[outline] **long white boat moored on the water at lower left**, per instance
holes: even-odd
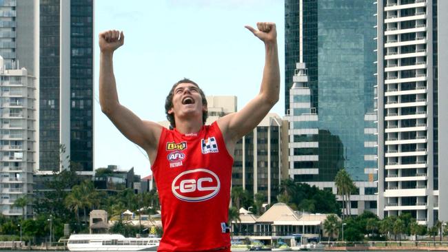
[[[156,251],[161,238],[125,238],[118,234],[70,235],[70,251]]]

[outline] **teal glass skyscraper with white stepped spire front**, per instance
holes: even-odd
[[[345,168],[352,214],[376,212],[375,13],[369,0],[285,1],[289,177],[336,193]]]

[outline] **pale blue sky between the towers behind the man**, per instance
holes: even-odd
[[[134,167],[151,174],[145,151],[126,139],[99,106],[98,34],[123,30],[114,53],[119,101],[143,120],[166,120],[165,97],[174,83],[190,78],[205,95],[237,96],[238,109],[260,88],[263,42],[244,25],[276,23],[281,71],[280,101],[271,112],[283,116],[284,2],[282,0],[98,0],[94,1],[94,168]]]

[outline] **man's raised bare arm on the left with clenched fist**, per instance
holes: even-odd
[[[123,32],[109,30],[99,34],[99,103],[101,111],[123,135],[145,149],[153,161],[162,127],[156,123],[143,121],[130,109],[119,103],[112,58],[114,51],[124,43]]]

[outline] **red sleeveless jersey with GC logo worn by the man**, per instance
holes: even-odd
[[[230,247],[226,223],[232,165],[216,122],[197,134],[163,128],[151,168],[162,211],[159,251]]]

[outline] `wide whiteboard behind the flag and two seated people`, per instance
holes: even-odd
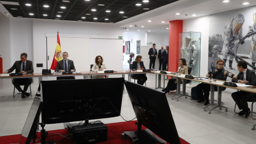
[[[57,45],[57,37],[47,37],[47,69],[50,69]],[[102,38],[60,37],[62,52],[74,61],[76,71],[89,71],[95,57],[101,55],[109,70],[123,70],[123,40]]]

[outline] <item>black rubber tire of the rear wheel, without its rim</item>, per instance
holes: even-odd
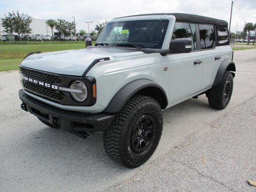
[[[228,95],[228,98],[224,100],[224,89],[226,86],[226,83],[230,83],[230,93]],[[212,87],[206,92],[206,96],[208,97],[209,105],[212,108],[215,109],[224,109],[226,106],[228,106],[228,103],[230,101],[230,98],[232,96],[233,91],[233,76],[231,72],[225,71],[221,82],[218,84],[218,86]]]

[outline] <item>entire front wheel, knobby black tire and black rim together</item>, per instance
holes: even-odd
[[[112,160],[128,168],[136,168],[156,150],[162,128],[160,104],[148,96],[134,95],[104,132],[105,151]]]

####

→ Task prompt
Write out each line above that contains the word "front".

→ Solution
[outline] **teal glass skyscraper with white stepped spire front**, per instance
[outline] <item>entire front wheel, knobby black tire and black rim together</item>, per instance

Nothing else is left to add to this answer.